### What you should do
Could you output each line below exactly as it appears, excluding any pictures?

[Data extracted from a collection]
+++
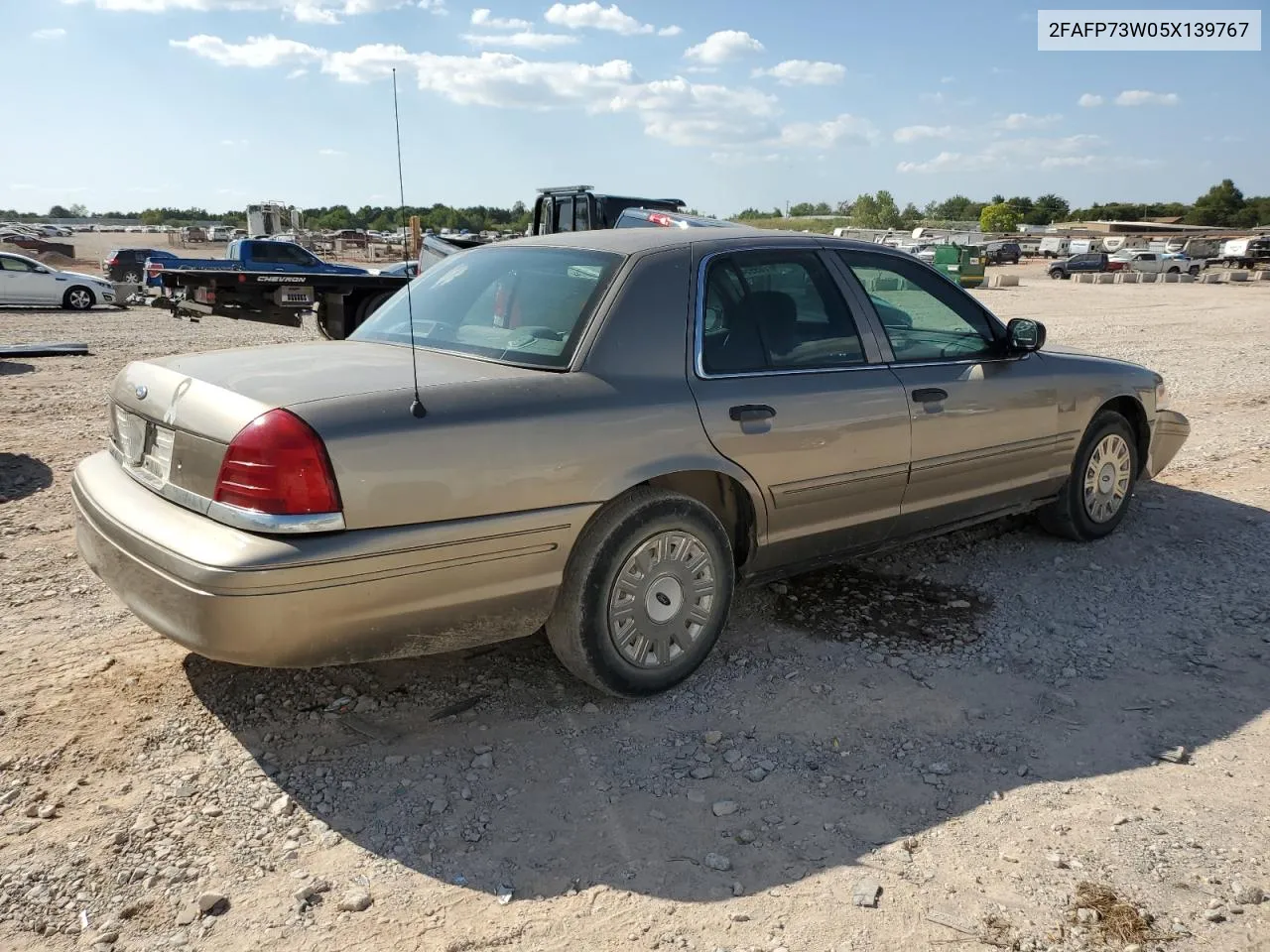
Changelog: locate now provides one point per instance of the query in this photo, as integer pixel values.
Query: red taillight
(277, 465)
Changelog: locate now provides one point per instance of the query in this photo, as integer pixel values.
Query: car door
(983, 421)
(790, 386)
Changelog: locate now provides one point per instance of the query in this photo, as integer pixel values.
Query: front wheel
(77, 298)
(645, 593)
(1096, 494)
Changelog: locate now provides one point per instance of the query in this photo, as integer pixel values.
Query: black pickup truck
(580, 208)
(273, 282)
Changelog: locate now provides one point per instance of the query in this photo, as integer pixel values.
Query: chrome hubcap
(1106, 477)
(662, 598)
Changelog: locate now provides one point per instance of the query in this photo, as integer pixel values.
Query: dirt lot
(968, 725)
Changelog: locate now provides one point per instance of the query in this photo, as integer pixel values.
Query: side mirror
(1024, 335)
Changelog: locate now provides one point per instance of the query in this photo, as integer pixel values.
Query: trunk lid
(172, 419)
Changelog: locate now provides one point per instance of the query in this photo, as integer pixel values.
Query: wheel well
(725, 498)
(1132, 411)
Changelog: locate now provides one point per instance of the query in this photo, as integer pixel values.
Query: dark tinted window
(526, 304)
(564, 214)
(770, 311)
(925, 316)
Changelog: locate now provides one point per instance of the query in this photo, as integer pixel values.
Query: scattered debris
(865, 893)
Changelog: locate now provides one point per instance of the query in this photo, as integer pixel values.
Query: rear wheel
(77, 298)
(1096, 494)
(645, 594)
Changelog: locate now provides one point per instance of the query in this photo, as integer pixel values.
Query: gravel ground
(952, 743)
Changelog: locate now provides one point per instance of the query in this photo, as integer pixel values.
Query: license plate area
(145, 447)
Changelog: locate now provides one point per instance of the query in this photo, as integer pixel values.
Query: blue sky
(722, 104)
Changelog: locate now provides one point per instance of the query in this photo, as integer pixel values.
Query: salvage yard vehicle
(1246, 253)
(580, 208)
(128, 264)
(1156, 263)
(24, 281)
(271, 281)
(598, 433)
(1084, 263)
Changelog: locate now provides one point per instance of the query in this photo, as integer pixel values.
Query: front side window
(767, 311)
(564, 214)
(524, 306)
(925, 316)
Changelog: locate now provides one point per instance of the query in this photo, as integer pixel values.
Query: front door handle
(748, 413)
(930, 395)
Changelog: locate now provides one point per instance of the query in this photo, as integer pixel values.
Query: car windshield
(524, 306)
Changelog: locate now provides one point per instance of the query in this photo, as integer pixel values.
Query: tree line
(1222, 206)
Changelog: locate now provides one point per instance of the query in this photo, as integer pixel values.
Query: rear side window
(924, 315)
(770, 311)
(516, 304)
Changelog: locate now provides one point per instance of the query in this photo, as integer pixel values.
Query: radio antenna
(417, 405)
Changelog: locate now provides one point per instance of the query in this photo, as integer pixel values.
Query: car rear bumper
(1167, 434)
(340, 598)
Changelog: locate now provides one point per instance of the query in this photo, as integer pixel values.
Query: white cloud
(677, 111)
(806, 72)
(526, 40)
(913, 134)
(722, 46)
(483, 17)
(843, 130)
(1003, 153)
(1023, 121)
(367, 62)
(257, 53)
(743, 157)
(324, 12)
(508, 81)
(1142, 96)
(594, 17)
(688, 113)
(1067, 162)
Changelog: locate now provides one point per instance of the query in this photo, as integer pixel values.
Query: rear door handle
(748, 413)
(929, 395)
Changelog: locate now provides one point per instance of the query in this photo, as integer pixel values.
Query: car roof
(630, 241)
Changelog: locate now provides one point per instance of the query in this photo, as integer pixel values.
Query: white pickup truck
(1157, 263)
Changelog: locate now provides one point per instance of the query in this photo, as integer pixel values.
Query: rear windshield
(522, 306)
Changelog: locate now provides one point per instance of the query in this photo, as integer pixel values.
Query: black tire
(1070, 516)
(79, 298)
(579, 629)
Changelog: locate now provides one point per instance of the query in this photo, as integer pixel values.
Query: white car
(24, 281)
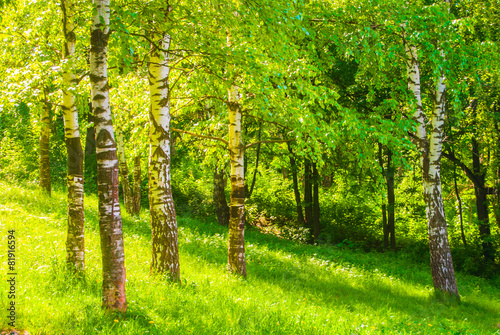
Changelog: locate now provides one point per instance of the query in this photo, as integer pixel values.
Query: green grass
+++
### Response to the task
Changelog: locate now provides one point per instance of the query in this photo, as integer pixel values.
Query: red taillight
(277, 465)
Changelog: locate now provides one point per instance of the query in this photo, as integer pixel values.
Query: car door
(983, 421)
(790, 386)
Changelog: locate now provides one point per instance of the query in this photo, as integer pixel values.
Query: front wheel
(77, 298)
(645, 593)
(1096, 494)
Changelog: locate now provides one point per instance of the query in this photo, as integer pixel values.
Query: black pickup truck
(580, 208)
(273, 282)
Changelog: locate now provides one point per instance of the query in this photo, as integer pixel values.
Query: chrome hubcap
(1106, 477)
(662, 598)
Changelog: locate now provides one point per instance of the query in this photo, as integer pixel values.
Query: dirt lot
(968, 725)
Changelog: locate now provides one point per instance of the query in this photo, as integer pixel values.
Query: side mirror
(1024, 335)
Changelog: locate now provides one point per instance of the query in this photo, as integer pixel values.
Query: trunk lid
(172, 419)
Changelog: locate now provides one point per instance of the query in this photo, as integer pixel values.
Query: wheel well
(725, 498)
(1132, 411)
Changelog: locate now provides one point per instance of the query in this photo, as integer pixel values.
Query: dark tinted window
(526, 304)
(564, 214)
(770, 311)
(925, 316)
Changelog: locate now provides one point per instance of the query in this photo, as integer pixel values.
Query: scattered debris
(865, 893)
Changelog: locate now provides one point per instance of the query in this photo, as integer pixel values.
Query: rear wheel
(77, 298)
(1096, 494)
(645, 594)
Changelog: locate now provides one point per instance of the query in this photo, as integer pixel values.
Query: gravel ground
(952, 743)
Changelog: locate now provides one point per instance of the query in this photo, as integer pixel values.
Query: license plate area
(145, 447)
Changelog: locate now provides one point per instance of the query in this photo, as integer pixel values.
Query: blue sky
(722, 104)
Changelog: locate now provides one point per instance of the query in this photo, as integer pixel values.
Query: salvage yard vehicle
(1246, 253)
(580, 208)
(128, 264)
(1156, 263)
(24, 281)
(271, 281)
(598, 433)
(1084, 263)
Changelog: locate now provides one point per instance of the query in this photo, as integer pixel values.
Query: front side window
(767, 311)
(564, 214)
(524, 306)
(925, 316)
Changelog: locate now provides one point per instance of the query in this photo, as integer pixel values.
Query: front door handle
(748, 413)
(930, 395)
Changelog: locate now provides one point per instance of the query in this photo, as integer pixel values.
Query: car windshield
(524, 306)
Changelog: locate now provides one point per instance of the query in this photo, as integer pixel values.
Query: tree line
(1222, 206)
Changelog: locate now provides one point per instance of the query in this photo, as integer pixel values.
Query: rear side window
(924, 315)
(770, 311)
(516, 304)
Changelog: locate now provides one point per instance of the query in this photo, as integer pixel values.
Query: radio antenna
(417, 405)
Changelog: locate now provides one point per instance of the query in this photo, as integer pixel values.
Query: car rear bumper
(1167, 434)
(340, 598)
Changelog: locate now provides one point per instance of the query in this photo, as integer pixel values.
Query: white cloud
(677, 111)
(806, 72)
(526, 40)
(913, 134)
(722, 46)
(483, 17)
(843, 130)
(1003, 153)
(1023, 121)
(367, 62)
(257, 53)
(743, 157)
(324, 12)
(508, 81)
(1142, 96)
(594, 17)
(688, 113)
(1067, 162)
Changelog: locate now provides one point per instance of the query in this photo, as integer pixel values.
Query: rear door handle
(748, 413)
(929, 395)
Changelog: locate now provides one point per instance of the query in this photo, as integer pixel values.
Query: car roof
(630, 241)
Changelog: locate now provides one point per instance of the query in this photo, as integer pixel values.
Query: white pickup truck
(1157, 263)
Changelog: locate now provides one point per instance of the query in this photo, as integer pixel values.
Query: rear windshield
(522, 306)
Changelog: locate now provides one point per instance of the query in this photo, as integer pixel values.
Query: black tire
(1070, 516)
(79, 298)
(579, 629)
Changelog: locate now provides one point per instance of the query in this photo, as integer pixel values.
Query: white car
(24, 281)
Changelog: locate now provides one point per instance of the query in this photo, as integer pixel values.
Query: green grass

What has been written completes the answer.